**Supplied information:**
:::::
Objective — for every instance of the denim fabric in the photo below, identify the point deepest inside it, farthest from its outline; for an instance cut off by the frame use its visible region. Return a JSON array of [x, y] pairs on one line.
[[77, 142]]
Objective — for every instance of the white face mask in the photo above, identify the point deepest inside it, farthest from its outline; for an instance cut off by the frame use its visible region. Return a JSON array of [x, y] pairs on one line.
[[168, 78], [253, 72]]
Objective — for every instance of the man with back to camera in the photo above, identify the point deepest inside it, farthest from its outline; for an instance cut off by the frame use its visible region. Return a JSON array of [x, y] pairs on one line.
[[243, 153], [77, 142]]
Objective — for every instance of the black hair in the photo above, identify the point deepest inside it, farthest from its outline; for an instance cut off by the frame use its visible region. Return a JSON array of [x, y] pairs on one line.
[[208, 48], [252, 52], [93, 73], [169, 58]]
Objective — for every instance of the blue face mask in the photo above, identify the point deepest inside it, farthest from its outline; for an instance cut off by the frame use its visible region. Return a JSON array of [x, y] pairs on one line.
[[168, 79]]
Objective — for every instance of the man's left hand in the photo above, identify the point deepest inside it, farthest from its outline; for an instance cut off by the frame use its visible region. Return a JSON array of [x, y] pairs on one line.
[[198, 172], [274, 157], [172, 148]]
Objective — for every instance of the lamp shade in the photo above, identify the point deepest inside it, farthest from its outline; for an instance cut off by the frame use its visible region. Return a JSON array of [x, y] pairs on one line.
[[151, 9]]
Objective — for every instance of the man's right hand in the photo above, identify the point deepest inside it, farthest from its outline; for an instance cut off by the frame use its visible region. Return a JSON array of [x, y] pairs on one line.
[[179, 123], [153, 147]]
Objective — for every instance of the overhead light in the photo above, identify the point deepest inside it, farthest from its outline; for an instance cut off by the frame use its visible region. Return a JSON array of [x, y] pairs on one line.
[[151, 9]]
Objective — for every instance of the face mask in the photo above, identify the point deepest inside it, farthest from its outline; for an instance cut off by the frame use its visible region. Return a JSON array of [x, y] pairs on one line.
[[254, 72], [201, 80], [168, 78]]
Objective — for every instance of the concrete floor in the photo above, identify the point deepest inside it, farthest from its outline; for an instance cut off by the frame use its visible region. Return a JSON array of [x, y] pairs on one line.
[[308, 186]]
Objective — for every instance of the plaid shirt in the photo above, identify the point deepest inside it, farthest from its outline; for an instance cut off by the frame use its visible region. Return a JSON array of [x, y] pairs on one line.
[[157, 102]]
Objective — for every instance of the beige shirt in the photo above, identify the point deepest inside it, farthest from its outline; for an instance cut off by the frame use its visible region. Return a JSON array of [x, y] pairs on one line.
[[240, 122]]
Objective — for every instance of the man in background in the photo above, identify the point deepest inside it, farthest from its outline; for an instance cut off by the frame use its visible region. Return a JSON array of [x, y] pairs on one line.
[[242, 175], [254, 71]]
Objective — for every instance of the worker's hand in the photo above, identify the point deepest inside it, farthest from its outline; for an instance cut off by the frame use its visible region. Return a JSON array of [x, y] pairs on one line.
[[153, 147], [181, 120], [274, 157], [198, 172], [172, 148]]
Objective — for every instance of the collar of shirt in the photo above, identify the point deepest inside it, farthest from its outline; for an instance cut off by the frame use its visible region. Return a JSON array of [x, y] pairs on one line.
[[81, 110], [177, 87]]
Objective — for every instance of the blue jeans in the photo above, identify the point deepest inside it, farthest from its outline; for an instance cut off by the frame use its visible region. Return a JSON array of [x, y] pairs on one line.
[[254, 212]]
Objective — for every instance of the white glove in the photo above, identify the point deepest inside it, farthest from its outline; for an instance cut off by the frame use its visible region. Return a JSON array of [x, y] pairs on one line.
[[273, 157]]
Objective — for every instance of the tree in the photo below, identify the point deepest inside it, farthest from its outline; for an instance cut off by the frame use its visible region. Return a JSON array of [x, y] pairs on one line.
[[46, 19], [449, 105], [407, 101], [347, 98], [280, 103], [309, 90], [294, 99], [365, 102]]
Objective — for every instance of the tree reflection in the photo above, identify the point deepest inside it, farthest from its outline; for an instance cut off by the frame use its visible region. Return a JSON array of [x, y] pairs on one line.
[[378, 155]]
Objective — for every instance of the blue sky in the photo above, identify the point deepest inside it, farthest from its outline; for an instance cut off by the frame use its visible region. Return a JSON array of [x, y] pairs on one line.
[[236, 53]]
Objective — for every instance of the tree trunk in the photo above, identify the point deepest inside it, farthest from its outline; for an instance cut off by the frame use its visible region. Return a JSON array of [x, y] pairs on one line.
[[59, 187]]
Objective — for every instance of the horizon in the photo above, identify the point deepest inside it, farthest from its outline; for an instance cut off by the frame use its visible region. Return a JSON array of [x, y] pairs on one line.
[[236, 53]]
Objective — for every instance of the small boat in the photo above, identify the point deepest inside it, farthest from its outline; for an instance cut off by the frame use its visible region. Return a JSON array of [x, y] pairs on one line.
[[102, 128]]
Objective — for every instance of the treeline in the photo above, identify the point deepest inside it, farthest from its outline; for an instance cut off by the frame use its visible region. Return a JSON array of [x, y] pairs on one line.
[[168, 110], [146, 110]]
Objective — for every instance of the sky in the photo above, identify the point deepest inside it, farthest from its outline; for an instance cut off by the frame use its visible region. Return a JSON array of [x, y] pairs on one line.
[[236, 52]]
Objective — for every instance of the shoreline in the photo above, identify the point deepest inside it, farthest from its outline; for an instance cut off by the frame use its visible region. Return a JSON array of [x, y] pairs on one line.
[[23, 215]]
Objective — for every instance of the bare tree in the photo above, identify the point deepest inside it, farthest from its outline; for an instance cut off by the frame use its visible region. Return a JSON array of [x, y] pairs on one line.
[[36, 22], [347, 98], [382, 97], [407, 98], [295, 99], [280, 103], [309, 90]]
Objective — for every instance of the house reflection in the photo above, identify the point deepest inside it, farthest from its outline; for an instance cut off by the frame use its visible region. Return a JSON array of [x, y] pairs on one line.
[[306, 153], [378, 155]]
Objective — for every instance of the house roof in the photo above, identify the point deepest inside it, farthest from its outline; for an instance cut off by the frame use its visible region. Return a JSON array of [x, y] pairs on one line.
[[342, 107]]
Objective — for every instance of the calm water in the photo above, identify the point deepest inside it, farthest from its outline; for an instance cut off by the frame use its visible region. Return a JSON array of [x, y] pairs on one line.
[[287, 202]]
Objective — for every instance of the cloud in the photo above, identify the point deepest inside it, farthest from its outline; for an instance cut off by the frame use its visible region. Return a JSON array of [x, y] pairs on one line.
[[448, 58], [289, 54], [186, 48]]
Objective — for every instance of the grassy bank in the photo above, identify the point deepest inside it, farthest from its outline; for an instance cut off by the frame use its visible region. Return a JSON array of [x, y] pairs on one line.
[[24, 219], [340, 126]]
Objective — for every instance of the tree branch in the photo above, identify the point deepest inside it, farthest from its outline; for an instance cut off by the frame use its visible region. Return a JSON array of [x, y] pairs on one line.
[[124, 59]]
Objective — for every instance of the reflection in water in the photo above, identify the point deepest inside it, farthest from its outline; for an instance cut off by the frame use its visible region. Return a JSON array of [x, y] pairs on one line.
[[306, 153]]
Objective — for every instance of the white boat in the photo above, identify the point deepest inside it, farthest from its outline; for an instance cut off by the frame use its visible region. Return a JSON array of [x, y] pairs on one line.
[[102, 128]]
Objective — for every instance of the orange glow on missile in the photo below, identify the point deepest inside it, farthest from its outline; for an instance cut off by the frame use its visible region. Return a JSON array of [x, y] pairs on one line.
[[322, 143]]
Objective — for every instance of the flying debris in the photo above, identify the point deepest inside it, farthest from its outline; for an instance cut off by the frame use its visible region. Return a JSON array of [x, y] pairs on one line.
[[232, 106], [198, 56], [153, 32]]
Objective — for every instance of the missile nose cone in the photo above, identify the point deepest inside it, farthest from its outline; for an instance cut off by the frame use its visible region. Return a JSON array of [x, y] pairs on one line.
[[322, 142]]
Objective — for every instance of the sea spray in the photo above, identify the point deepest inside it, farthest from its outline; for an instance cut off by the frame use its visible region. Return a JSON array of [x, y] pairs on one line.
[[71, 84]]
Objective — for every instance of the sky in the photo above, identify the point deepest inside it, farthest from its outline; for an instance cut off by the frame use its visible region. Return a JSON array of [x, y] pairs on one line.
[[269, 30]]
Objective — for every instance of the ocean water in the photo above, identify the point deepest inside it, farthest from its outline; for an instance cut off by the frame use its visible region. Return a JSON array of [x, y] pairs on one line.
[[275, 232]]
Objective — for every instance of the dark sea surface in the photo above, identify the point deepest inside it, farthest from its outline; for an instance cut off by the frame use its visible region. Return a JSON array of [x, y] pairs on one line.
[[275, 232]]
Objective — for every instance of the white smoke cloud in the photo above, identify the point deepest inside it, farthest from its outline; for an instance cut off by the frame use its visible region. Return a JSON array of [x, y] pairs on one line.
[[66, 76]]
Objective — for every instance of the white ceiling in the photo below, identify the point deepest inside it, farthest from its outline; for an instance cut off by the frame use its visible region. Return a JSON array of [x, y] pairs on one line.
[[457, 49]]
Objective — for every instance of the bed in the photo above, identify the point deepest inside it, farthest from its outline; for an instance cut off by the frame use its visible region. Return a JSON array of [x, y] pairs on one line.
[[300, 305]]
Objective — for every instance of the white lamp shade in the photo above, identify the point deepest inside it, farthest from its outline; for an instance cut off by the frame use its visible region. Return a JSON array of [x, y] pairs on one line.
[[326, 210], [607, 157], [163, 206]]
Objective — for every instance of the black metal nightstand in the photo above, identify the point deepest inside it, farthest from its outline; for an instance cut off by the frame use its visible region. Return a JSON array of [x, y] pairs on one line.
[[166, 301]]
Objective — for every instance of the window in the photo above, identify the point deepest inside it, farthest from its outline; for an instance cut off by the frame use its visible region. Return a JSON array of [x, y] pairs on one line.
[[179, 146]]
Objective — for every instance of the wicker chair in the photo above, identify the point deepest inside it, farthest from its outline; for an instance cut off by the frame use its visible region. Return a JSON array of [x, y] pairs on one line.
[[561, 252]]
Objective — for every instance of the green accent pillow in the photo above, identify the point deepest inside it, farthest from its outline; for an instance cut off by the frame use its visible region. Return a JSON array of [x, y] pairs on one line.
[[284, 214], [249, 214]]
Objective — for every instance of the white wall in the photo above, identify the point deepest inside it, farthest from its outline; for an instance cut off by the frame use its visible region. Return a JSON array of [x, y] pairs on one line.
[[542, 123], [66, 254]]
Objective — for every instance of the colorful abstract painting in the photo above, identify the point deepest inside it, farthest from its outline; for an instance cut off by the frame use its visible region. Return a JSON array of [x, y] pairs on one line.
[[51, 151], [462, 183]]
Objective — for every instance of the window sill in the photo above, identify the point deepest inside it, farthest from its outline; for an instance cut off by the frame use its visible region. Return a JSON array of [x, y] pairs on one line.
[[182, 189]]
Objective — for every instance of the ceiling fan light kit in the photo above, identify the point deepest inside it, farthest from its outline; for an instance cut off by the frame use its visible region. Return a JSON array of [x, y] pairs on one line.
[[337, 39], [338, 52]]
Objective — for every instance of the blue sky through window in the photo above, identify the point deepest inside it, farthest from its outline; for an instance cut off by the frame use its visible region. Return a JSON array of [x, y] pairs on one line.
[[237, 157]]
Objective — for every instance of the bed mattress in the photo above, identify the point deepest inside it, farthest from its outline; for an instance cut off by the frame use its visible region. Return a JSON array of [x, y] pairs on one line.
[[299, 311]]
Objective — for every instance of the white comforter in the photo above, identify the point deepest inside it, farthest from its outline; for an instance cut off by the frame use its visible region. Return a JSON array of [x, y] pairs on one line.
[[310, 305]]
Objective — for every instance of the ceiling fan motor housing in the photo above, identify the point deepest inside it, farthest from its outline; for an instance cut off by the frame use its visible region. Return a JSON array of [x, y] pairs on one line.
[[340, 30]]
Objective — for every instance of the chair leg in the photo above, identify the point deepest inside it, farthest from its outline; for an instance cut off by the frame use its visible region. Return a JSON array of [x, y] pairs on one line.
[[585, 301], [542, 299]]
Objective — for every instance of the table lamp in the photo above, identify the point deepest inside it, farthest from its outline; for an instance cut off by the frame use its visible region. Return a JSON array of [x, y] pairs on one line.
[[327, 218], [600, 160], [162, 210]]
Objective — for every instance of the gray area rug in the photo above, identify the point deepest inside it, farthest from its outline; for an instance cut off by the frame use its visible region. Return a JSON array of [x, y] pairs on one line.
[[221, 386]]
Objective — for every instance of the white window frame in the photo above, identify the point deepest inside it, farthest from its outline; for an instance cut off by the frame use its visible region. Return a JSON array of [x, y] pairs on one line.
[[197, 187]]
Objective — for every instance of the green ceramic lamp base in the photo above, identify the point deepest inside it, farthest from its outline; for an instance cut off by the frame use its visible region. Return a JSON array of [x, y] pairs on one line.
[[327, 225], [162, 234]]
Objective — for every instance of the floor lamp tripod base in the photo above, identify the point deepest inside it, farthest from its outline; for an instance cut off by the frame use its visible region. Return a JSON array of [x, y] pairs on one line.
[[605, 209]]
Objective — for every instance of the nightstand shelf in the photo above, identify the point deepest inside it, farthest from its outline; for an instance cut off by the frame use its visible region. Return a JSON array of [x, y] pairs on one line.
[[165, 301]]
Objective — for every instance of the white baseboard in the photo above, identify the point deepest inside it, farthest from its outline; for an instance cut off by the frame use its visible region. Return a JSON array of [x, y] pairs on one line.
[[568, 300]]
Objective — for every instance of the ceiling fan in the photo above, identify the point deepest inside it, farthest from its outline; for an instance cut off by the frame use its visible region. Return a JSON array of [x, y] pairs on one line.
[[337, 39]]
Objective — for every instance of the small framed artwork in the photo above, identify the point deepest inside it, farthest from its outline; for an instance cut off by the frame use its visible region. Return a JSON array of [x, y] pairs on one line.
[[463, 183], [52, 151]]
:::::
**Aim of the exercise:**
With the line containing "Objective — for every instance of the white baseboard" as the start, transcribe each line through the end of the listing above, exactly and only.

**Exercise output:**
Objective — for every instance of the white baseboard in the photo above, identify the point deepest inside it, farthest from its outline; for an instance cut off by the frame use its visible region. Return a JSON array of [x, y] pairs on one line.
[[568, 300]]
Objective — for every instance of the ceiling fan in the photo above, identify the point deepest inside it, farthest from its outline; for an instance cut off by the frame use its visible region. Return a JSON array of [x, y] pairs on one line.
[[337, 39]]
Objective — for every instance of the small framed artwork in the photo above, identify the point deepest inside it, farthest from its outline; for an instance cut off by the frame use its visible region. Return a JSON array of [x, y] pairs on one line.
[[463, 183], [52, 151]]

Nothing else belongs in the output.